Could you reproduce the data from the line containing "Practice. Locate the car shadow" up to and including the line containing "[(193, 439)]", with each request kept as is, but with every number in the reported coordinates offset by adding 108? Leave all other numbers unchanged, and give only those lines.
--- Begin Data supplied ---
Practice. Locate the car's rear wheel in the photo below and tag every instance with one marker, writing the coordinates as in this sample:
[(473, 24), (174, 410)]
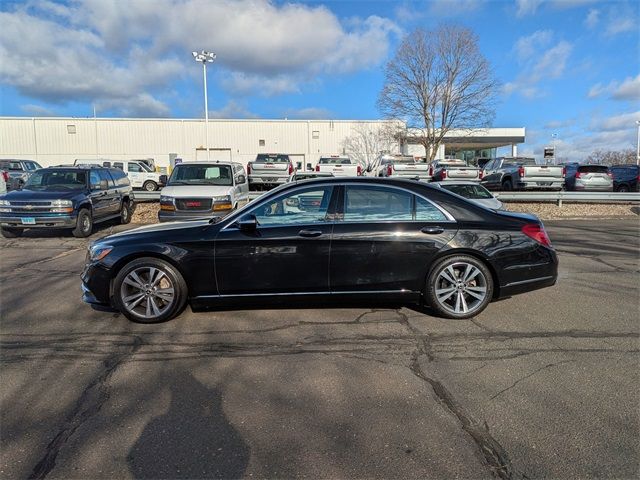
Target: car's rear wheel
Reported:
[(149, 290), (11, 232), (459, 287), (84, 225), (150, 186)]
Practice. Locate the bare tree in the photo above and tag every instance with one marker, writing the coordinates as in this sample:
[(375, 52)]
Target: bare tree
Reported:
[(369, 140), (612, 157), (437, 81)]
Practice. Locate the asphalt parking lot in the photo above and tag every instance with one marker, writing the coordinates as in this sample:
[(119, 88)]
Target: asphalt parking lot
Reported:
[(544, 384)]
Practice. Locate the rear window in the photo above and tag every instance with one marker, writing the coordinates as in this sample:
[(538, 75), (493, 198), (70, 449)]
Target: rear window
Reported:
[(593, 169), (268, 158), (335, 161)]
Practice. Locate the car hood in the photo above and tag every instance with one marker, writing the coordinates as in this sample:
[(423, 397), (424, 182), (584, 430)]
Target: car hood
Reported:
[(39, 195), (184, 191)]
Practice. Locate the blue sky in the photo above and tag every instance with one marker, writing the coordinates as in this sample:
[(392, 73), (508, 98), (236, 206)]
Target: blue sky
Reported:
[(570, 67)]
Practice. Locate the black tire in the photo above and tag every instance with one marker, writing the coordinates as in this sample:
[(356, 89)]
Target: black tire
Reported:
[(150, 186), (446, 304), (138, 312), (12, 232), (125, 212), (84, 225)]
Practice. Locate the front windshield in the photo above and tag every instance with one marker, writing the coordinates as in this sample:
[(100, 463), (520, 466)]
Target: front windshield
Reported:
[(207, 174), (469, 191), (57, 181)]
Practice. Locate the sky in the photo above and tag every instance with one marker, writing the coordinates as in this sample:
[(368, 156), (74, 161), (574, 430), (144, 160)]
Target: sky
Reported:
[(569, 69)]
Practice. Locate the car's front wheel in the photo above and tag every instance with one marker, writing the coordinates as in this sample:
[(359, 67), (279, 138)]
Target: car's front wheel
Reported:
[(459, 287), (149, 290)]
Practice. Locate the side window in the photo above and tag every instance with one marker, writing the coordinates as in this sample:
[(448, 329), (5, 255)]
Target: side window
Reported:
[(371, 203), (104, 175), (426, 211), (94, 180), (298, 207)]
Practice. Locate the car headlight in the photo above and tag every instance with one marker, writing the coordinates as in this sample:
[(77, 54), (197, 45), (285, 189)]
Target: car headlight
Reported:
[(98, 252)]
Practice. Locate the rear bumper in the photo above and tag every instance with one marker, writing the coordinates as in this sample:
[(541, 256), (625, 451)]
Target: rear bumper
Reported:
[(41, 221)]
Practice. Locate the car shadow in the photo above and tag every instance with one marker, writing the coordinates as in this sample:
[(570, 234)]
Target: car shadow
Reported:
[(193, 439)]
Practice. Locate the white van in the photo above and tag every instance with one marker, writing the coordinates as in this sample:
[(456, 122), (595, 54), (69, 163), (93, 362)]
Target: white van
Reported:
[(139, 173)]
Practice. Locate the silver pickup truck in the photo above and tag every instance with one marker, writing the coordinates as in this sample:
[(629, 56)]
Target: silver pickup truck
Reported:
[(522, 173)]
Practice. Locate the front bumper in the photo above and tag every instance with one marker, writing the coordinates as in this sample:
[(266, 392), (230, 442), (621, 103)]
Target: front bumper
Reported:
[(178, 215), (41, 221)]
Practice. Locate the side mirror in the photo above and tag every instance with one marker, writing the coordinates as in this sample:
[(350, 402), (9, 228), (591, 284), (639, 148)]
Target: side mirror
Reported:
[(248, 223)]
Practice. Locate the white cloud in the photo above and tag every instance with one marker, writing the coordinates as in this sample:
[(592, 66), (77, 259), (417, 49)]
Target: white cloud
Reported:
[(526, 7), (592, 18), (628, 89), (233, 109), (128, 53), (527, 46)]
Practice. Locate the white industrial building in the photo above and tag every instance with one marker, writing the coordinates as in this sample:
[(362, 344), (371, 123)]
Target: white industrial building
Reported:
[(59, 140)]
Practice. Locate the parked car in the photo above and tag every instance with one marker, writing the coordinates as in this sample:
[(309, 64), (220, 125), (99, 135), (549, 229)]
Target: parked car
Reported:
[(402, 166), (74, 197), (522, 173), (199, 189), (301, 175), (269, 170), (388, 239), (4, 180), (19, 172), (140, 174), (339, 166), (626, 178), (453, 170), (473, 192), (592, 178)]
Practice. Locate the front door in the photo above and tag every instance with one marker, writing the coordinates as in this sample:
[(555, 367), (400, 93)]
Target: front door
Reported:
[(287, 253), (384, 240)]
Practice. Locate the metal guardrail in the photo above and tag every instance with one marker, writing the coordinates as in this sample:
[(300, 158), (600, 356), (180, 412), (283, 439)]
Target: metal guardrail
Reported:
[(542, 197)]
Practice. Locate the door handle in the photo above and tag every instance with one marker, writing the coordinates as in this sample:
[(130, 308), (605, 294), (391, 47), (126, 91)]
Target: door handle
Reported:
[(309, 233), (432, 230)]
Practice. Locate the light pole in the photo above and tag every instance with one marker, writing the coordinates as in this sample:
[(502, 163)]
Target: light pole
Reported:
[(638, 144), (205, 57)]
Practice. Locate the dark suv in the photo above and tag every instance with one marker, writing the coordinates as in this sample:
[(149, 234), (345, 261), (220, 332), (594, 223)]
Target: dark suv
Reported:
--- End Data supplied ---
→ Solution to the problem:
Practice. Locate the car shadow in the photo above and tag every instance with one marker, writing the coordinates as in this sample:
[(570, 234)]
Target: car shadow
Reported:
[(301, 547)]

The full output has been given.